Dataset excerpts:
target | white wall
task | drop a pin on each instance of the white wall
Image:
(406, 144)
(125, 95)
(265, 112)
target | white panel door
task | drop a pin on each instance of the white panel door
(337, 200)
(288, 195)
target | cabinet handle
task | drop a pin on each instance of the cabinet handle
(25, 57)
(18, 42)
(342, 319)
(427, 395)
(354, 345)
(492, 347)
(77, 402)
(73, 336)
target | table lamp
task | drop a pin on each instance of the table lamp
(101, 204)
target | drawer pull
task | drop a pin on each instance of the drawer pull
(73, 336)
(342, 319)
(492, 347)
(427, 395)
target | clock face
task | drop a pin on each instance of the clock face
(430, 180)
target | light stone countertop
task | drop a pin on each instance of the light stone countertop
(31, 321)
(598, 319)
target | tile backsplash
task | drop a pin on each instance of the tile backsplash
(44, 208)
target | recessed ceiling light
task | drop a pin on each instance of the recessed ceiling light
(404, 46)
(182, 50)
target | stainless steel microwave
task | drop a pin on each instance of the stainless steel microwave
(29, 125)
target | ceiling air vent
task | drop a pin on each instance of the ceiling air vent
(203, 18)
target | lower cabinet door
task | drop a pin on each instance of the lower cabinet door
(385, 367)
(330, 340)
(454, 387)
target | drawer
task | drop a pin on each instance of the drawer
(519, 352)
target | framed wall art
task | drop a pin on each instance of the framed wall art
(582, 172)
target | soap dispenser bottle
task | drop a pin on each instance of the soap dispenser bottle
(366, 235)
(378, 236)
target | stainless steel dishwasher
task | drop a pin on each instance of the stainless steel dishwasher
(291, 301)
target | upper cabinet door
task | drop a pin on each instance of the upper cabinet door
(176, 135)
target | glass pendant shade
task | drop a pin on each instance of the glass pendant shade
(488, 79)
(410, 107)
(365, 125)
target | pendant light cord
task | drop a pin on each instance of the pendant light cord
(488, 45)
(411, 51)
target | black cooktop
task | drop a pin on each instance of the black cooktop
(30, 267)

* * *

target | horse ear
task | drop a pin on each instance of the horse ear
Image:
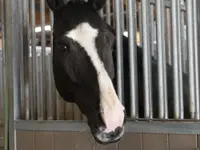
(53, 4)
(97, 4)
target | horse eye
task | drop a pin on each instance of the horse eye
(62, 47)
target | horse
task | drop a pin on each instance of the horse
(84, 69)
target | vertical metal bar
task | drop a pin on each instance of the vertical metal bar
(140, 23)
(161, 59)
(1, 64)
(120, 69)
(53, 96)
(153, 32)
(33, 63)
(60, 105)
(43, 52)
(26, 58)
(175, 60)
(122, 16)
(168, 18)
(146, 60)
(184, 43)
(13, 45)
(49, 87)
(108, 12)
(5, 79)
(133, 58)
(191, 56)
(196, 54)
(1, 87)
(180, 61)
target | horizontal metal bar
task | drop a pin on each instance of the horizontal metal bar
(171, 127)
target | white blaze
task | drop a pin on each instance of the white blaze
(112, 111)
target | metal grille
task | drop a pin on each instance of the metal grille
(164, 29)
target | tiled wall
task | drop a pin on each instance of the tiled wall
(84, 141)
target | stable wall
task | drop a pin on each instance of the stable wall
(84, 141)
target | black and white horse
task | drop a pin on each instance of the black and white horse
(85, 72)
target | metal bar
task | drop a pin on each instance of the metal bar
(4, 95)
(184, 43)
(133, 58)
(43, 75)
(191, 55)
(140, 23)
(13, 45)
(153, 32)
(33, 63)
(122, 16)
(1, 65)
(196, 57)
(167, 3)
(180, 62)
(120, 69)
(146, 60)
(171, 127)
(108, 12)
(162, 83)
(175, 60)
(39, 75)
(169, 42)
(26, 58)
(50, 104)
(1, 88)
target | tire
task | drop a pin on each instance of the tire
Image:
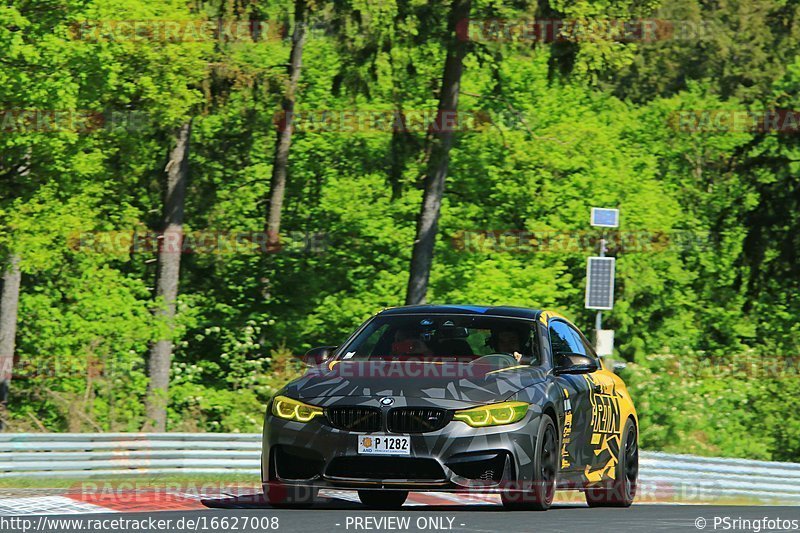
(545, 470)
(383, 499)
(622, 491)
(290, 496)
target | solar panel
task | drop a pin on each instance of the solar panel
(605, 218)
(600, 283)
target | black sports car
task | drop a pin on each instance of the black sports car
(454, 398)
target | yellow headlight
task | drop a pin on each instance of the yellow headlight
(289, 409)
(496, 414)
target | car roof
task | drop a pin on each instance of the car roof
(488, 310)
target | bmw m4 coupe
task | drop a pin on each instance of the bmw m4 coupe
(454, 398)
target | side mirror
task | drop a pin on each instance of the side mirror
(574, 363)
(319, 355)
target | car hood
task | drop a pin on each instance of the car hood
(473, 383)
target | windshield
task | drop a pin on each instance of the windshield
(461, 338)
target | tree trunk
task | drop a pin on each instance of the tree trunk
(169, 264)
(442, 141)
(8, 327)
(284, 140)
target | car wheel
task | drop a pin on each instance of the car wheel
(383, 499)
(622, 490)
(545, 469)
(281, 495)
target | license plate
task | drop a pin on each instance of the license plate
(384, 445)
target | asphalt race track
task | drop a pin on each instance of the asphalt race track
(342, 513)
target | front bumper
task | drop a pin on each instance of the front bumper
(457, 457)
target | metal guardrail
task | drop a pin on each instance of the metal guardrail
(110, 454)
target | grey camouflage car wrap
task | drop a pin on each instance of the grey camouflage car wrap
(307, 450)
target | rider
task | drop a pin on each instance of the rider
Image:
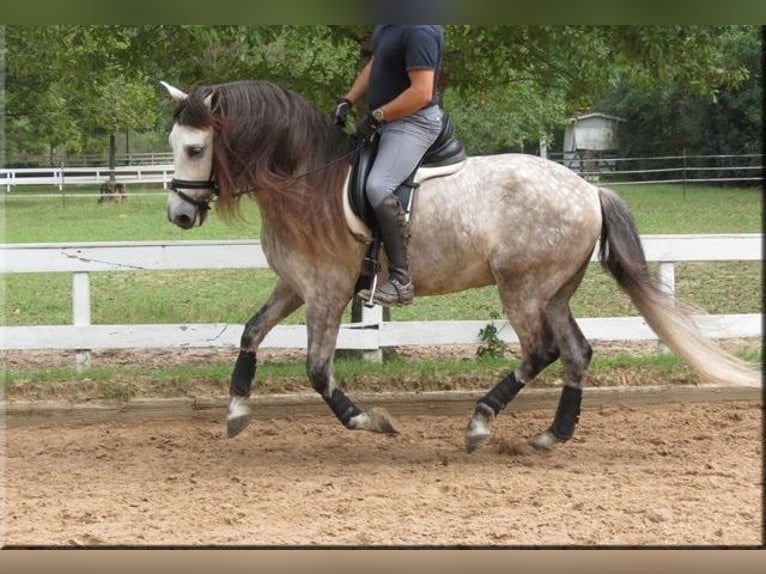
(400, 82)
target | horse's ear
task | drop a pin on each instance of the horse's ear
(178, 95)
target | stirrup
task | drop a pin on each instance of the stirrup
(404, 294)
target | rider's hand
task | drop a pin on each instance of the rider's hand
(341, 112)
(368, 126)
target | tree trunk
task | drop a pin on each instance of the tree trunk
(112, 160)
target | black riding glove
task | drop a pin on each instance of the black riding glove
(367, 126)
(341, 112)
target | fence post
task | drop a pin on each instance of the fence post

**BRIEF**
Pictures aside, print exactly the lines above starting with the one containing "the horse ear" and going on through the one containing "target | car roof".

**ANSWER SPACE**
task | drop a pin on each instance of the horse ear
Image:
(53, 4)
(97, 4)
target | horse eye
task | drop a pin on each instance of the horse eye
(62, 47)
target | horse
task | drop a pin on each instance of the horse
(84, 69)
target | vertical metal bar
task | drop a pin on each instance of the vertical metal bar
(140, 23)
(161, 59)
(1, 64)
(120, 69)
(53, 96)
(153, 32)
(33, 63)
(60, 105)
(43, 52)
(26, 58)
(175, 60)
(122, 16)
(168, 18)
(146, 60)
(184, 43)
(13, 45)
(49, 87)
(108, 12)
(5, 79)
(133, 58)
(191, 56)
(196, 54)
(1, 87)
(180, 61)
target | horizontal metal bar
task | drop a pin on each instance of the horizontal metal bar
(171, 127)
target | white blaze
task | drop a pin on each instance of the white blaze
(112, 111)
target | metal grille
task | drop a pin on each instance of the metal grille
(164, 29)
target | tiled wall
task | drop a pin on each instance of the tiled wall
(84, 141)
target | stable wall
task | drop a pin on each instance of the stable wall
(84, 141)
target | black and white horse
task | drop a pin on each instance of the black and white horse
(85, 72)
target | metal bar
task | drop a pin on each instance of the metal bar
(4, 95)
(184, 43)
(133, 58)
(43, 75)
(191, 55)
(140, 23)
(13, 45)
(153, 32)
(33, 63)
(122, 16)
(1, 65)
(196, 57)
(167, 3)
(180, 62)
(120, 69)
(146, 60)
(171, 127)
(108, 12)
(162, 83)
(175, 60)
(39, 75)
(169, 42)
(26, 58)
(50, 104)
(1, 88)
target | tire
task | drop a pin on each instance of the tire
Image:
(545, 470)
(383, 499)
(622, 491)
(290, 496)
target | solar panel
task | drop a pin on each instance of the solar panel
(605, 218)
(600, 283)
target | black sports car
task | drop a pin on each instance of the black sports car
(454, 398)
target | yellow headlight
task | drop a pin on each instance of the yellow headlight
(289, 409)
(496, 414)
target | car roof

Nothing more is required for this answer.